Convert the stretch of the listing below that opens with the line containing "query: the noun phrase to segment: long" and closes with the line containing "Trace the outline of every instance of the long", both lines included, into a Markdown table with columns headed Row and Line, leaving out any blank lines.
__________________________________________________
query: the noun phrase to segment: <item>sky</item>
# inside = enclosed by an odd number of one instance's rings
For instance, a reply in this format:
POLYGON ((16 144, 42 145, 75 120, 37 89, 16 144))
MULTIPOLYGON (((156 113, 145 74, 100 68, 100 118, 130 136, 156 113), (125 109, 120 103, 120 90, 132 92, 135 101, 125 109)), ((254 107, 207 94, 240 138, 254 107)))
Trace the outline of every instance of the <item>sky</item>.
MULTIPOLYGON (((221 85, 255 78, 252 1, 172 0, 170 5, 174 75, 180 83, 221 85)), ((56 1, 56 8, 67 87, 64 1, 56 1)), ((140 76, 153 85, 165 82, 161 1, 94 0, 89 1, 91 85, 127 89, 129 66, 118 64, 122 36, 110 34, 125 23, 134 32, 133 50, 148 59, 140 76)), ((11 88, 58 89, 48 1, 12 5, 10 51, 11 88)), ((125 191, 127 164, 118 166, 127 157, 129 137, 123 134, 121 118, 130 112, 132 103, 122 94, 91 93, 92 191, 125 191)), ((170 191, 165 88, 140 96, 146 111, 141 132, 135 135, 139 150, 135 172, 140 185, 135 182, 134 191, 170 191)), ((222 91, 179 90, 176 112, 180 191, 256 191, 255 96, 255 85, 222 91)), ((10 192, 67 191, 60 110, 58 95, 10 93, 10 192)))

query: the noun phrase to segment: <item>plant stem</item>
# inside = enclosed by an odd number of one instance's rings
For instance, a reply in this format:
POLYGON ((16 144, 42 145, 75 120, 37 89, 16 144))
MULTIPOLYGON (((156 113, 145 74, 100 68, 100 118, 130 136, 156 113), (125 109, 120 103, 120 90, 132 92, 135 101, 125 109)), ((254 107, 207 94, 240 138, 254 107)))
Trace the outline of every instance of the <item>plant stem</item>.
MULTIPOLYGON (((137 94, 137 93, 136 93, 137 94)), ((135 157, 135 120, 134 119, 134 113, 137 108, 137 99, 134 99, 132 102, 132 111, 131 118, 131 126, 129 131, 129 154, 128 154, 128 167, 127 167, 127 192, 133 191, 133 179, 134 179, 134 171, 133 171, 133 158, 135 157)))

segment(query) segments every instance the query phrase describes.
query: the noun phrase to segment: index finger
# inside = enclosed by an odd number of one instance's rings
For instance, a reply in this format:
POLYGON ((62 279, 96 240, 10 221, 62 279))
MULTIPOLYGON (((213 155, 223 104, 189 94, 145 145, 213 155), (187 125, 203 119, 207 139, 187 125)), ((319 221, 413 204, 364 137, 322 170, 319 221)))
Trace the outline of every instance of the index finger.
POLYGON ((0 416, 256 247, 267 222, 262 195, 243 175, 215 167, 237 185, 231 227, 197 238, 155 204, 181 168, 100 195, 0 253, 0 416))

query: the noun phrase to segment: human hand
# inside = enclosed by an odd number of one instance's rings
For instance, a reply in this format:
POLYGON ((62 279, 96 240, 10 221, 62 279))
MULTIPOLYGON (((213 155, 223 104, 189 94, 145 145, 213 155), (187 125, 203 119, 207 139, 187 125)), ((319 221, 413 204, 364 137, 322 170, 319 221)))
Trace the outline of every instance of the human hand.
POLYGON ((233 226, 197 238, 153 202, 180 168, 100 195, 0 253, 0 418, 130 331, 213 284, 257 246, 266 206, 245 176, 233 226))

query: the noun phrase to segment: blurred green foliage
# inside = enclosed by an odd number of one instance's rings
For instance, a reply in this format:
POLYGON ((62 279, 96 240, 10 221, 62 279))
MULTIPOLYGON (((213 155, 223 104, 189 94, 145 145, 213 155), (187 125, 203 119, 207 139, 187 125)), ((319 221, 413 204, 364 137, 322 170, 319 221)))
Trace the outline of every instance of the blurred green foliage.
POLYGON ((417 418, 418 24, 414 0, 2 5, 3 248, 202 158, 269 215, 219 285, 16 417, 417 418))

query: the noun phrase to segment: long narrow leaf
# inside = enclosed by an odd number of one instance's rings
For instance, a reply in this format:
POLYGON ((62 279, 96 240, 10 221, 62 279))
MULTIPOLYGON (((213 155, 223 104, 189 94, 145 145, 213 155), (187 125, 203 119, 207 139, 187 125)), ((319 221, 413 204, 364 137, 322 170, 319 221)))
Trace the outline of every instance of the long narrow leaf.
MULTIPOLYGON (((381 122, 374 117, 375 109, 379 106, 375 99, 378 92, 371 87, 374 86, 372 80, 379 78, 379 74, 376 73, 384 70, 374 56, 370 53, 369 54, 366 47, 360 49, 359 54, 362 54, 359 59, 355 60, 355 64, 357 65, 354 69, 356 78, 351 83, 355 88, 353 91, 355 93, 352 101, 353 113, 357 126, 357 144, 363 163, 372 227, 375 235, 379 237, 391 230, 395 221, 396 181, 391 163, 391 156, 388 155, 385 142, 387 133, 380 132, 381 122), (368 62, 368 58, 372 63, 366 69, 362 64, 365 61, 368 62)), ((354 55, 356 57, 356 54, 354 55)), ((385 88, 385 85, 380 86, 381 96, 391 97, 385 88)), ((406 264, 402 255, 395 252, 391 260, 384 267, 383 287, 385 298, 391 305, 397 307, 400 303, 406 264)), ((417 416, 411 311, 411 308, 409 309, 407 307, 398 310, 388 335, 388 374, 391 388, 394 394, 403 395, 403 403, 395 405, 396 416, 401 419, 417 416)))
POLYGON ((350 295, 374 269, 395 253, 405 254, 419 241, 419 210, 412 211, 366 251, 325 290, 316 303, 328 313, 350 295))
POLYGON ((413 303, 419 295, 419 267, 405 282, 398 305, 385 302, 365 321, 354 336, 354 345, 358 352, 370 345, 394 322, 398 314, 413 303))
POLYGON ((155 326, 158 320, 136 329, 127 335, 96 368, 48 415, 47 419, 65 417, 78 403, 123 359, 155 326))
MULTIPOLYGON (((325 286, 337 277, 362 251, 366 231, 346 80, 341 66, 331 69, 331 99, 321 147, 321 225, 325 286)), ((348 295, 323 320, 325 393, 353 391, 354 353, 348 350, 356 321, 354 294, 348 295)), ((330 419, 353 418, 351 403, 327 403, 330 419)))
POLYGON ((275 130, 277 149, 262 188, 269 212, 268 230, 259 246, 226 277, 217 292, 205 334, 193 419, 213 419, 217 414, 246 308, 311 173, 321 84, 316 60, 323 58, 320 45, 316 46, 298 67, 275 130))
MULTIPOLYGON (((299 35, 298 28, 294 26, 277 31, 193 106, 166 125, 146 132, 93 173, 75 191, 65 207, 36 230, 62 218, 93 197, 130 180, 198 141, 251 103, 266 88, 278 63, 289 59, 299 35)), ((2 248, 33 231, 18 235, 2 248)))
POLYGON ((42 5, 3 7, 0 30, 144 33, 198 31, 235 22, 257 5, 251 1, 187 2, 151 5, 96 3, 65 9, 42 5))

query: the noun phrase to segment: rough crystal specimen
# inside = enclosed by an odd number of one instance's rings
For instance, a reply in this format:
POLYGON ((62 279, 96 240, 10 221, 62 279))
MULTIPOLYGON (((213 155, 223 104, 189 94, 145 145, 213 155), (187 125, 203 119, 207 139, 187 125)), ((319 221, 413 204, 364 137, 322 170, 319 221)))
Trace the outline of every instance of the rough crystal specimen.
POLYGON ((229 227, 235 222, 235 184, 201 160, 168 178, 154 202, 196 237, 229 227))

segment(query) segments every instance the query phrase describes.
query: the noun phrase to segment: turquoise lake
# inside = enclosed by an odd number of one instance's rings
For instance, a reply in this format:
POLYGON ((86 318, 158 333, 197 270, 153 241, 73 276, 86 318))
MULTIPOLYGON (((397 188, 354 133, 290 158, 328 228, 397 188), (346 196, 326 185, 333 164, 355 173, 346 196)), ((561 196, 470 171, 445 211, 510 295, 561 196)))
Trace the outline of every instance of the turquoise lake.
__________________________________________________
Answer below =>
| Row | Line |
|---|---|
| 1 | query: the noun phrase to segment: long narrow leaf |
| 2 | # inside = enclosed by an odd number of one instance's rings |
| 3 | For instance, a reply in this format: |
| 4 | POLYGON ((62 279, 96 240, 10 221, 62 279)) |
| 5 | MULTIPOLYGON (((213 155, 223 104, 189 94, 145 145, 213 155), (187 125, 203 119, 207 139, 187 125)), ((319 221, 413 204, 364 137, 322 170, 319 221))) |
| 6 | Trace the outline of every instance of the long narrow leaf. |